**Point-per-instance localization data:**
**********

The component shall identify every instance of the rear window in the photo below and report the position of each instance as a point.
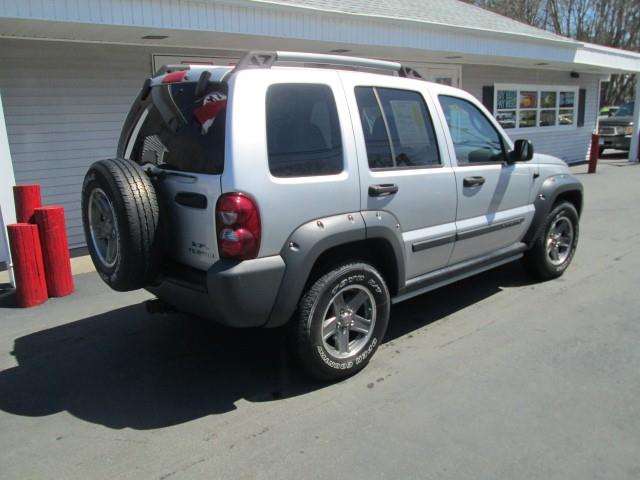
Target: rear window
(303, 131)
(181, 131)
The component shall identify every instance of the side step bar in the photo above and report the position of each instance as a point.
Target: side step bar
(453, 273)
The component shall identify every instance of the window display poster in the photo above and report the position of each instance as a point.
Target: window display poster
(507, 99)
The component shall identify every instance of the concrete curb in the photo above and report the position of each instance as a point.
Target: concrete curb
(82, 264)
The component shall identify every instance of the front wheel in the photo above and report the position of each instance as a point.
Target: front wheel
(552, 252)
(341, 321)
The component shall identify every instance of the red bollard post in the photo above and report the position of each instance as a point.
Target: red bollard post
(594, 153)
(55, 250)
(28, 268)
(27, 198)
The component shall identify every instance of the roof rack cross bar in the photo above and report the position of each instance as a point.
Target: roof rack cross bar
(266, 59)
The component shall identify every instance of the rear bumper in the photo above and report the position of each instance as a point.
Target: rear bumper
(237, 294)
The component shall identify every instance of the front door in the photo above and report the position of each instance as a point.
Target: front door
(494, 210)
(403, 171)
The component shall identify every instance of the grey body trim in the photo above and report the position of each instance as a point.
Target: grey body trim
(237, 294)
(453, 273)
(546, 197)
(436, 242)
(312, 239)
(489, 228)
(384, 225)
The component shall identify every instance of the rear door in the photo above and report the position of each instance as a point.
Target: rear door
(494, 209)
(180, 136)
(403, 169)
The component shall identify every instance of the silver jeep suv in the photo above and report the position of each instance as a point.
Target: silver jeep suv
(317, 190)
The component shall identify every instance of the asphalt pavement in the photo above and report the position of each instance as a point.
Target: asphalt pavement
(495, 377)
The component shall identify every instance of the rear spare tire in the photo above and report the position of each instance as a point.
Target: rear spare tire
(120, 214)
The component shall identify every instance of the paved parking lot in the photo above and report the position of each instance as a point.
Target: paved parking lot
(494, 377)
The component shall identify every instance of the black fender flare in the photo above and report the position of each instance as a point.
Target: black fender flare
(309, 241)
(549, 191)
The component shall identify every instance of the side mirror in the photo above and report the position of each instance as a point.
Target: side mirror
(522, 151)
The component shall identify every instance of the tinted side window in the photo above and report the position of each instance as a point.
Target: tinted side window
(475, 139)
(403, 136)
(303, 131)
(183, 132)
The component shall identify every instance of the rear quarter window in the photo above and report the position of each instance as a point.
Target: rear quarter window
(303, 131)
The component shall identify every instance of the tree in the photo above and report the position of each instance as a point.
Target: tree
(613, 23)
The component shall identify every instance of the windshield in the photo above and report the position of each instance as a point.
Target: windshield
(625, 111)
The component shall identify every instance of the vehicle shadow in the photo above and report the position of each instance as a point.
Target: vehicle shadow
(127, 369)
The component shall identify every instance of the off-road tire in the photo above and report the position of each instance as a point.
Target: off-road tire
(315, 357)
(134, 201)
(536, 260)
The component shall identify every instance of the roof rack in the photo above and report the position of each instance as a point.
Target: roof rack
(266, 59)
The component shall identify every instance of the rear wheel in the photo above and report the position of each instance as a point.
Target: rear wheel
(120, 214)
(552, 252)
(341, 321)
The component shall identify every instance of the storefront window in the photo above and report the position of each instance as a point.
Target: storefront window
(522, 106)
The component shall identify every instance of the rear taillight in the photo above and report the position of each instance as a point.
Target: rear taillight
(238, 226)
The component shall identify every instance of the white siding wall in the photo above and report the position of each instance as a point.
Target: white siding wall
(64, 105)
(570, 145)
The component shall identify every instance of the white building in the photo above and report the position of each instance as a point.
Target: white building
(71, 68)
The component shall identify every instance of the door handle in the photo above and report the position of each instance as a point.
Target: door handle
(473, 181)
(190, 199)
(382, 190)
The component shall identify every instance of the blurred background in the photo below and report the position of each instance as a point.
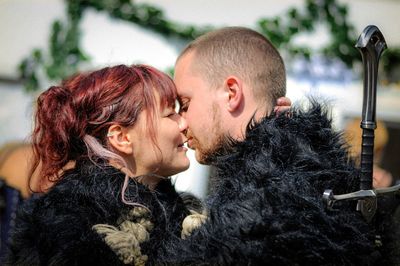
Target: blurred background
(43, 41)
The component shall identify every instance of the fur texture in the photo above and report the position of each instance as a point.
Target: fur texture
(56, 228)
(267, 207)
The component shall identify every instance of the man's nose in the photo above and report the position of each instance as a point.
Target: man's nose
(182, 123)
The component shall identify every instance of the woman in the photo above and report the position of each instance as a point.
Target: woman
(105, 142)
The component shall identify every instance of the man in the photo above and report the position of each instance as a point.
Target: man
(270, 172)
(266, 203)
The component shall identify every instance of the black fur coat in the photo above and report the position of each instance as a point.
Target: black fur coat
(56, 228)
(266, 207)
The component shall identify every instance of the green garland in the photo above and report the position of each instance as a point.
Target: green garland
(65, 55)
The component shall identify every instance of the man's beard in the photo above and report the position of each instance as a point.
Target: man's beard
(221, 143)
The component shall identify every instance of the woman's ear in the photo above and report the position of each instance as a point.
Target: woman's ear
(234, 87)
(119, 139)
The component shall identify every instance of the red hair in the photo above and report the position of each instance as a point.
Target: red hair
(70, 116)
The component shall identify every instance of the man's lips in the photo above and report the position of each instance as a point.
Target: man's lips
(190, 143)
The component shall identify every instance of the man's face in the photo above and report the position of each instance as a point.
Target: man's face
(200, 106)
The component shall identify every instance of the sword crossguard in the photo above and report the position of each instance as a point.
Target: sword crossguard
(368, 196)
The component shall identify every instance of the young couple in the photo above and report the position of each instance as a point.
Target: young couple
(105, 143)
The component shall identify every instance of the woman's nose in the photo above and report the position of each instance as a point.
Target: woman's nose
(182, 123)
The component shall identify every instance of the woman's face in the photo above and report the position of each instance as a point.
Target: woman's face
(167, 156)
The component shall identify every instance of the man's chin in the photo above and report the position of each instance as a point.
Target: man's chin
(200, 158)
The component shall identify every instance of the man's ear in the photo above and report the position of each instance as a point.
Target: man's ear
(234, 87)
(119, 139)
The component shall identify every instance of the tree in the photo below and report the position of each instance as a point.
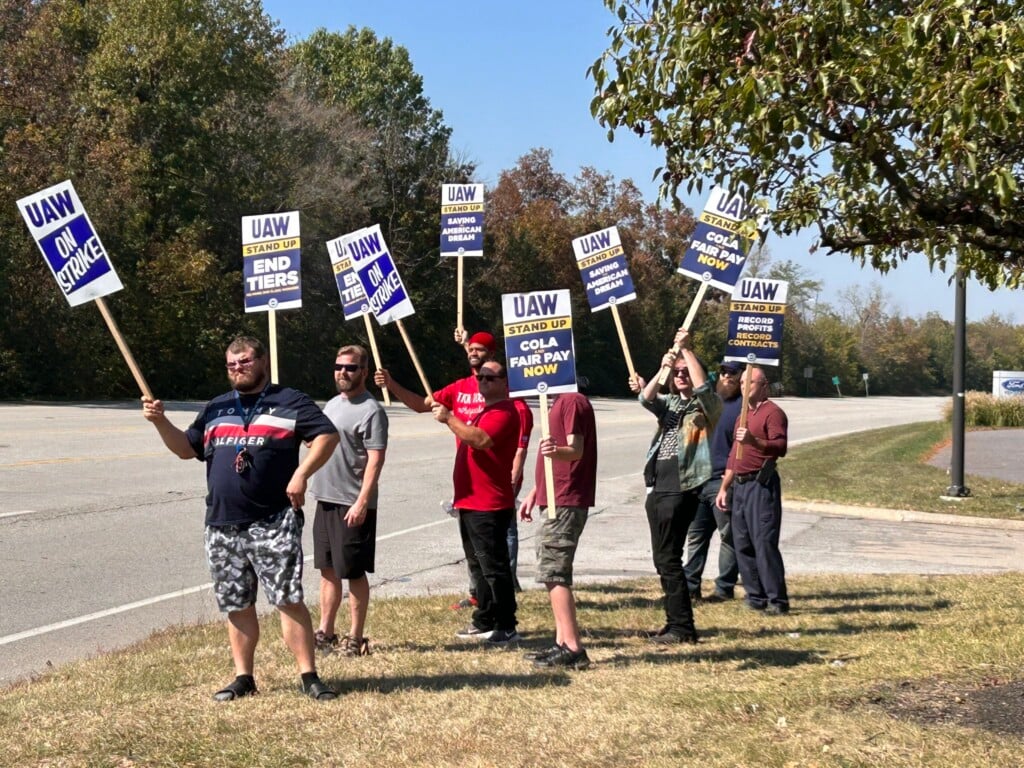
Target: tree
(891, 127)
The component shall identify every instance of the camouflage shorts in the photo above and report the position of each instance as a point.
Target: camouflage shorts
(557, 544)
(266, 552)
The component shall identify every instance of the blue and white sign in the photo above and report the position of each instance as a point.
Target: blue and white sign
(378, 274)
(462, 220)
(271, 261)
(756, 315)
(603, 268)
(353, 298)
(64, 232)
(539, 342)
(718, 251)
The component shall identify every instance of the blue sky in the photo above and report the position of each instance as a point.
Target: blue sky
(511, 76)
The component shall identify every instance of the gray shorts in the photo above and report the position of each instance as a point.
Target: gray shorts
(557, 544)
(266, 552)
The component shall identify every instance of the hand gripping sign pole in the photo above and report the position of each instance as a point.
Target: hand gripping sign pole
(353, 298)
(462, 230)
(541, 355)
(271, 269)
(725, 231)
(62, 230)
(756, 315)
(606, 278)
(382, 285)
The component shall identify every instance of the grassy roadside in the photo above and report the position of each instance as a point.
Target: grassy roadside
(902, 671)
(887, 468)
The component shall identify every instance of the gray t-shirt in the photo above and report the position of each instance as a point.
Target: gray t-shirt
(363, 425)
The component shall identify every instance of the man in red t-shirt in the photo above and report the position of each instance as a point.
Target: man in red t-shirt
(484, 501)
(571, 445)
(463, 398)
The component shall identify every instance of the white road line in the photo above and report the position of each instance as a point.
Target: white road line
(6, 640)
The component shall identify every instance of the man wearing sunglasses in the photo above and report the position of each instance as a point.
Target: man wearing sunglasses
(463, 398)
(484, 501)
(677, 466)
(249, 438)
(345, 488)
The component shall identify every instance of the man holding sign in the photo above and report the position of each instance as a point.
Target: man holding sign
(484, 500)
(678, 465)
(757, 497)
(571, 445)
(249, 438)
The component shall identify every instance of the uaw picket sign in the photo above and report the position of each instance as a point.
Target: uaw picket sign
(271, 261)
(69, 243)
(462, 220)
(756, 315)
(353, 298)
(539, 342)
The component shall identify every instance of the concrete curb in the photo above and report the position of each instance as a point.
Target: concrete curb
(900, 515)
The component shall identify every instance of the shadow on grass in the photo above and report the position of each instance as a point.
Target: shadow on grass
(881, 608)
(444, 682)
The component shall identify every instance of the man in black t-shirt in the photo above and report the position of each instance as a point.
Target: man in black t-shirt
(249, 438)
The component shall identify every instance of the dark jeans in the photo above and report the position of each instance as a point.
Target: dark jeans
(669, 516)
(484, 540)
(474, 566)
(709, 519)
(757, 520)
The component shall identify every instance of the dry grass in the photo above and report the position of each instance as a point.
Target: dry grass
(815, 688)
(887, 468)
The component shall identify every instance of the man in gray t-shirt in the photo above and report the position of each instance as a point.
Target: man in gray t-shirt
(345, 488)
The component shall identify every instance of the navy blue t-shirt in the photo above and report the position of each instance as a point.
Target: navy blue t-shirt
(284, 419)
(721, 438)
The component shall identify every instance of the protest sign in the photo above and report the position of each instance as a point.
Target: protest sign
(756, 315)
(271, 261)
(539, 342)
(719, 247)
(462, 220)
(378, 274)
(353, 298)
(603, 268)
(606, 278)
(78, 260)
(70, 245)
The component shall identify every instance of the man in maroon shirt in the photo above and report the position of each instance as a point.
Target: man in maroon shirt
(484, 500)
(571, 445)
(757, 497)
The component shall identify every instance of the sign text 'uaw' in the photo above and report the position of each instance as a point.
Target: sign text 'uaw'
(271, 261)
(756, 315)
(718, 250)
(603, 268)
(64, 232)
(462, 220)
(539, 342)
(378, 274)
(353, 298)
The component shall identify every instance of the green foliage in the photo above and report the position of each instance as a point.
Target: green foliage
(983, 410)
(889, 127)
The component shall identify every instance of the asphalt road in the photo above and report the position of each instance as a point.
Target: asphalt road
(101, 528)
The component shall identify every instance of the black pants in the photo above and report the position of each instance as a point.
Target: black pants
(669, 516)
(757, 521)
(484, 539)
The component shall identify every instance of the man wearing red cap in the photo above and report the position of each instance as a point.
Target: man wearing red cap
(462, 397)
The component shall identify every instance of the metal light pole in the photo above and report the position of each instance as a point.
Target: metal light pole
(956, 488)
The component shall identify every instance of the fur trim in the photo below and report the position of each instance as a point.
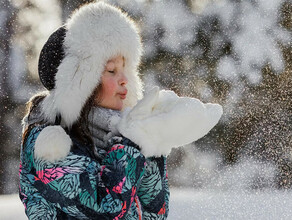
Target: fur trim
(52, 144)
(95, 33)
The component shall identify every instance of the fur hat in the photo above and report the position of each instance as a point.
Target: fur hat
(74, 57)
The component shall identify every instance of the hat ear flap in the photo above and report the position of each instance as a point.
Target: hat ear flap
(50, 58)
(52, 144)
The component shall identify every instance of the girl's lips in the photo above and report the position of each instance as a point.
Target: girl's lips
(123, 95)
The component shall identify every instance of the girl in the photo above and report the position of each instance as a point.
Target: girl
(88, 151)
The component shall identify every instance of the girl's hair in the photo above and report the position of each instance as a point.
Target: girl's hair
(80, 129)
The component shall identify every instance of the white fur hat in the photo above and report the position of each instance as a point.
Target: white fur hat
(94, 34)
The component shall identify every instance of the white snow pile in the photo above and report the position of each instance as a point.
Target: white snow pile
(162, 120)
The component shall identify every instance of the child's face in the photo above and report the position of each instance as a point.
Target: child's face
(113, 82)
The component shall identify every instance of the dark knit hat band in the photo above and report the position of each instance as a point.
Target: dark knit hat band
(51, 56)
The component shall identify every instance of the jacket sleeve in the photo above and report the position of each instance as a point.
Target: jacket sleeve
(78, 185)
(153, 192)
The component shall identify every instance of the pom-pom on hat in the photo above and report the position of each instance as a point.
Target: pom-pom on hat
(74, 57)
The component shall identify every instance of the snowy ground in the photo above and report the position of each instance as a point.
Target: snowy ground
(194, 204)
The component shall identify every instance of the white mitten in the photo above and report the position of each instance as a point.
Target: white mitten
(52, 144)
(162, 120)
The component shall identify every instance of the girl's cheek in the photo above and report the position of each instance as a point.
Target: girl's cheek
(110, 87)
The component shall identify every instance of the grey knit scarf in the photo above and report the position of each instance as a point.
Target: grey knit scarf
(102, 125)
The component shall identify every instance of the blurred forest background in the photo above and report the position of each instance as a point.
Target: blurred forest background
(234, 52)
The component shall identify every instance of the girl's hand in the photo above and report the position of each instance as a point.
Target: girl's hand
(162, 120)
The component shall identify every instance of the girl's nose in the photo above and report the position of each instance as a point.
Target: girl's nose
(123, 80)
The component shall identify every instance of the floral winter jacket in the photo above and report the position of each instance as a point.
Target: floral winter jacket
(124, 185)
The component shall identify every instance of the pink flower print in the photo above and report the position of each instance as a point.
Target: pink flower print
(49, 175)
(118, 188)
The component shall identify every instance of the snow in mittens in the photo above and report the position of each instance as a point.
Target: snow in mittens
(162, 120)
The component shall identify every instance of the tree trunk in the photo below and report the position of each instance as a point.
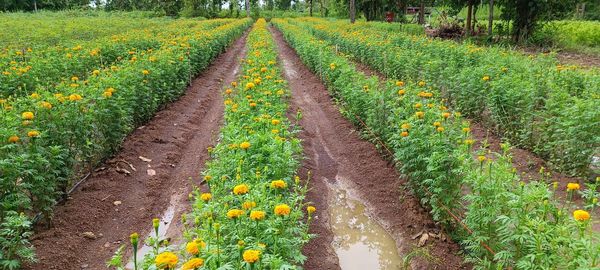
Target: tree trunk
(352, 12)
(422, 12)
(491, 19)
(469, 17)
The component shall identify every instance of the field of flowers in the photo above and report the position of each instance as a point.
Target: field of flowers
(64, 108)
(534, 103)
(254, 215)
(502, 222)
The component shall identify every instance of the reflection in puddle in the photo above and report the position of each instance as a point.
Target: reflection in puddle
(165, 222)
(360, 243)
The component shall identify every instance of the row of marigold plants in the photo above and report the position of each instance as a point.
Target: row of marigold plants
(508, 223)
(531, 101)
(251, 214)
(50, 137)
(24, 71)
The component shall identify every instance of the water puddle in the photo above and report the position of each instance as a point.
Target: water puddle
(360, 242)
(165, 223)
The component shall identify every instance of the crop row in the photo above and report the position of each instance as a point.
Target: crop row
(510, 223)
(549, 109)
(253, 216)
(25, 71)
(48, 138)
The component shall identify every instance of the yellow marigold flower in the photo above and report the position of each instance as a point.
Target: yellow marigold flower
(193, 264)
(278, 184)
(75, 97)
(245, 145)
(166, 260)
(581, 215)
(282, 210)
(27, 116)
(251, 256)
(234, 213)
(46, 105)
(240, 189)
(248, 205)
(192, 248)
(206, 197)
(257, 215)
(13, 139)
(573, 186)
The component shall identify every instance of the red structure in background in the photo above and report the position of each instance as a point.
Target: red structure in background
(389, 16)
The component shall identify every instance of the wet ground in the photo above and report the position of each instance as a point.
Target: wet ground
(109, 206)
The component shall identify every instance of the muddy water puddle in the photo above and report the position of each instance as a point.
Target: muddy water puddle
(359, 241)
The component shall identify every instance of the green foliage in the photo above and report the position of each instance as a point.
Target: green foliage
(524, 225)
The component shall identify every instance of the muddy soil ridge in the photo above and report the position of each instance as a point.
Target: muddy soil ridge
(335, 155)
(168, 154)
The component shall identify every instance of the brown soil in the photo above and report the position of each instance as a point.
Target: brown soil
(526, 163)
(175, 140)
(332, 146)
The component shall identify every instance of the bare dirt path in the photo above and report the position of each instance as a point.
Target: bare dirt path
(112, 205)
(337, 156)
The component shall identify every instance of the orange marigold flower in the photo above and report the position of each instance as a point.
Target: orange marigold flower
(251, 256)
(193, 264)
(13, 139)
(278, 184)
(27, 116)
(573, 186)
(166, 260)
(257, 215)
(245, 145)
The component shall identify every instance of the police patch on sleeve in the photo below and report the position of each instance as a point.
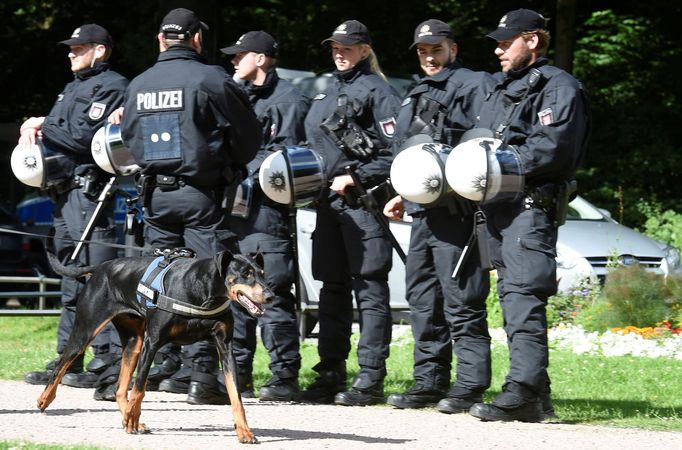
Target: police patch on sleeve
(388, 127)
(546, 117)
(97, 110)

**********

**WORK INSTRUCTION:** In the records above, how many lines hold "below"? Only the number is wanted.

**THE COMPLETED TASK:** 6